Textauszug:
● ● ● ●

Sie sind es doch, die hier „alle Väter“ explizit benennen. Ihre Emotionalität ist Ihnen unbenommen, aber Sie legen hier kollektiv allen Vätern Pauschalisierungen in den Mund. Ich bin auch Vater, arbeite mehr als 100%, stehe oft jede Nacht vor meiner Frau auf (ganz einfach weil ich die Kinder oft zuerst höre) und fühle mich nicht angesprochen. Sie haben mich jedoch mitgemeint.
Liebe Frau Binswanger, wenn Sie in einer Geschichte, in der es nur zwei Parteien gibt – hier Mutter und Vater -, die Leistung der einen Seite extrem hervorheben und gar als unvergleichlich bezeichnen, mindern sie automatisch – ob Sie es wollen oder nicht – die andere Seite herab. Wie kommen Sie z.B. dazu, zu behaupten, alle Kinder würden in der Nacht stets nach der Mamma schreien, nie nach dem Papa, nur weil dies gerade in Ihrer Familie so ist? Mein Mann arbeitet Vollzeit, ich Teilzeit. Die Kleine schreit in der Nacht mindestens so oft nach ihm wie nach mir. Für mich hat er den härteren Job.
Schöner Artikel zu einem oft vergessenen Thema. Eine Fulltime-Mutter und Hausfrau verrichtet eine unglaubliche Arbeit, völlig unabhängig davon, ob sie später wieder in den Beruf einsteigt oder nicht. Einzig der Abschnitt über die Papis finde ich nicht ganz zeitgemäss. Persönlich arbeite ich mehr als 100%, stand aber jahrelang jede Nacht auf wenn gerufen wurde, und zwar einfach weil ich es zuerst hörte. Und so geht es sicher vielen Vätern, alles andere ist etwas ein Klischee, Fr. Binswanger.

● ● ● ●

Vorliegende Angaben:
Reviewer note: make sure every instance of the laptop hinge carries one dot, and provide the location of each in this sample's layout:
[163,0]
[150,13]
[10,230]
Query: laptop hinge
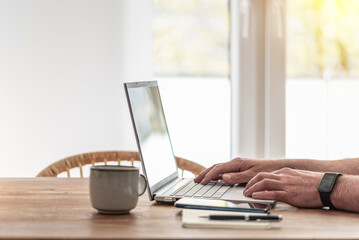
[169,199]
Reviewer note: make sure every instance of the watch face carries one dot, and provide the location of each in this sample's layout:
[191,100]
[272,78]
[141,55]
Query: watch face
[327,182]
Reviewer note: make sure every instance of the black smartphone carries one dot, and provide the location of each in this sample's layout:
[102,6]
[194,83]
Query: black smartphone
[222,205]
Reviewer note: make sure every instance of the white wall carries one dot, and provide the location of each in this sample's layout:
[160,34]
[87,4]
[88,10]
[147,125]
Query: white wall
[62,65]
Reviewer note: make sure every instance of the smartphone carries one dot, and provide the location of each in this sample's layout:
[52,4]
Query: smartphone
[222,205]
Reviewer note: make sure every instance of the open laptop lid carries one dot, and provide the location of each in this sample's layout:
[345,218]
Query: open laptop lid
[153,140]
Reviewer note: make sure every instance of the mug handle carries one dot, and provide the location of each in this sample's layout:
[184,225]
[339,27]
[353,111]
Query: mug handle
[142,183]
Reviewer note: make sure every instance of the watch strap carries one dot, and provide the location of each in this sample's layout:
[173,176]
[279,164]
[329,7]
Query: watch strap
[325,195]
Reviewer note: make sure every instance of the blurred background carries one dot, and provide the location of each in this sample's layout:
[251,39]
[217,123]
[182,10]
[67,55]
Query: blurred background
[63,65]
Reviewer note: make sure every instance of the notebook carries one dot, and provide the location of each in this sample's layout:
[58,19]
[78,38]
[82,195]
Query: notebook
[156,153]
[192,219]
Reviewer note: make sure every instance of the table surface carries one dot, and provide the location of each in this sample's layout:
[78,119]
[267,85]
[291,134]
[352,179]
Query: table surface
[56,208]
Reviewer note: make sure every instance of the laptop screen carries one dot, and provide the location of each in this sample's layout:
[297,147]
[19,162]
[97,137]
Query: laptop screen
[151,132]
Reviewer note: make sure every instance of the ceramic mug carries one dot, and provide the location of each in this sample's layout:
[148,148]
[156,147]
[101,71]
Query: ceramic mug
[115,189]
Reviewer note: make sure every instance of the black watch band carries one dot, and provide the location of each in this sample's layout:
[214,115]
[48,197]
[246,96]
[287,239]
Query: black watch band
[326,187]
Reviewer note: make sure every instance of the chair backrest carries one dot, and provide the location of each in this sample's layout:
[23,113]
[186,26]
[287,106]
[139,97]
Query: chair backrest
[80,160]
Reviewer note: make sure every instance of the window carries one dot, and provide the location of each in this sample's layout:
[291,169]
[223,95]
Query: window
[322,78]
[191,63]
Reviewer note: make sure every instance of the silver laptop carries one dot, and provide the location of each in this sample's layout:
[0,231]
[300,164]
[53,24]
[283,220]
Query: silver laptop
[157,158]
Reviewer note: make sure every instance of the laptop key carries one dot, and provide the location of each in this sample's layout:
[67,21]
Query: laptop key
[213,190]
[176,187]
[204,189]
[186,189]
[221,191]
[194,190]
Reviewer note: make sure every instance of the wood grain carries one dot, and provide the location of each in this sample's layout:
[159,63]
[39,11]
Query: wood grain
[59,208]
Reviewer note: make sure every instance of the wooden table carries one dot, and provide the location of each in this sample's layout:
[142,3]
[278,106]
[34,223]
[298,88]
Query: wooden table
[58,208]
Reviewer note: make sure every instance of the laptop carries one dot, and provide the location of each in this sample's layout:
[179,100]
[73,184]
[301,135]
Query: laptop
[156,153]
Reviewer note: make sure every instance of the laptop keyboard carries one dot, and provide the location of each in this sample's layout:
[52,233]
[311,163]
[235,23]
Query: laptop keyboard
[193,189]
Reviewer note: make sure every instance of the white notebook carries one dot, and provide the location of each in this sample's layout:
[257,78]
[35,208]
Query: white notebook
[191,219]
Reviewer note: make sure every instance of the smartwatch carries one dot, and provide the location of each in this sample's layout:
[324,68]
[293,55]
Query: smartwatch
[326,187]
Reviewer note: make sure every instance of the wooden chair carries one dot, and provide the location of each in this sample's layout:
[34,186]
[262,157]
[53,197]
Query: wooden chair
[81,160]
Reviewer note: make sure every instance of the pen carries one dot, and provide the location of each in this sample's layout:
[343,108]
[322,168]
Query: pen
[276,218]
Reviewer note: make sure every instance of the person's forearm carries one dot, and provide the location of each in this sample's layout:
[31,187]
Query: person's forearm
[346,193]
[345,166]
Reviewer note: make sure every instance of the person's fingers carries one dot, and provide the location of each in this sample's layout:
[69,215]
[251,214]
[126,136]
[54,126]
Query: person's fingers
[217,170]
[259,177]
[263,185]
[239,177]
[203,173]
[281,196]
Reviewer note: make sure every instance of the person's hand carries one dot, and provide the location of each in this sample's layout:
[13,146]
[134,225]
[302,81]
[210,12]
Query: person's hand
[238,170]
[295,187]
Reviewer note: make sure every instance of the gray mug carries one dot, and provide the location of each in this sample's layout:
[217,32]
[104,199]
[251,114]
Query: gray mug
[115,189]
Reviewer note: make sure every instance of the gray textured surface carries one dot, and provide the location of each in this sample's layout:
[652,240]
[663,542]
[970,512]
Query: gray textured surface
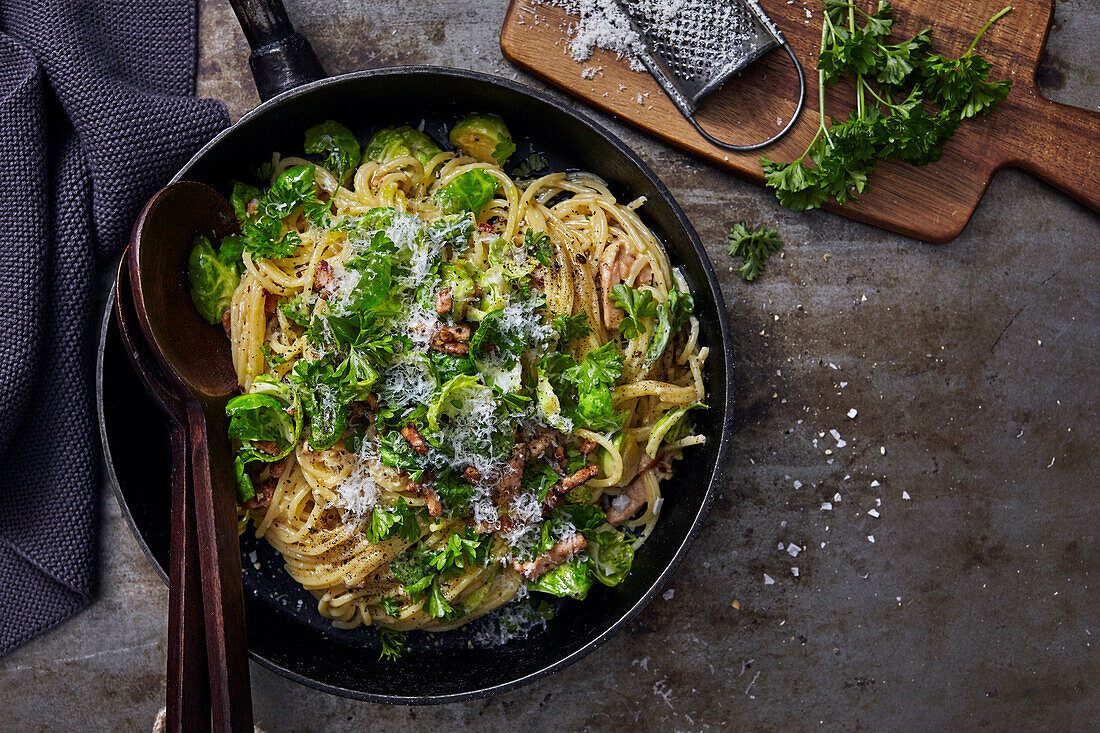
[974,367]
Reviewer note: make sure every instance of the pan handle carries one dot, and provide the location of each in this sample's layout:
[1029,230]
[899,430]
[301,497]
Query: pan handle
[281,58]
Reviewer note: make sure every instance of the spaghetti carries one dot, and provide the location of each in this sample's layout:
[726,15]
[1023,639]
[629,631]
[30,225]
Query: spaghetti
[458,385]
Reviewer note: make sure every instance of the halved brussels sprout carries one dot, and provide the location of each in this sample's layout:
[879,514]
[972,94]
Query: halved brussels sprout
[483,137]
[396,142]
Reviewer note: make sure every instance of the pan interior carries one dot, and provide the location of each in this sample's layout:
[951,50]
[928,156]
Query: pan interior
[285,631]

● ● ● ●

Gelesenes anwenden:
[a] Beantworten Sie anhand des Textauszugs:
(i) Wie viel arbeitet der Vater im ersten Kommentar nach eigener Angabe?
(ii) Wer arbeitet im zweiten Kommentar Vollzeit und wer Teilzeit?
(iii) Welchen Abschnitt findet die schreibende Person im dritten Kommentar „nicht ganz zeitgemäss“?
[b] Geben Sie aus dem Textauszug die Passage von „Liebe Frau Binswanger, wenn“ bis einschließlich „den härteren Job.“ wortgetreu aus.
Die Zeilen stammen aus einer anderen Quelle.

Lösungen:
[a]
(i) Mehr als 100 %.
(ii) Der Mann arbeitet Vollzeit, die schreibende Person Teilzeit.
(iii) Den Abschnitt über die Papis.

[b]
Liebe Frau Binswanger, wenn Sie in einer Geschichte, in der es nur zwei Parteien gibt – hier Mutter und Vater -, die Leistung der einen Seite extrem hervorheben und gar als unvergleichlich bezeichnen, mindern sie automatisch – ob Sie es wollen oder nicht – die andere Seite herab. Wie kommen Sie z.B. dazu, zu behaupten, alle Kinder würden in der Nacht stets nach der Mamma schreien, nie nach dem Papa, nur weil dies gerade in Ihrer Familie so ist? Mein Mann arbeitet Vollzeit, ich Teilzeit. Die Kleine schreit in der Nacht mindestens so oft nach ihm wie nach mir. Für mich hat er den härteren Job.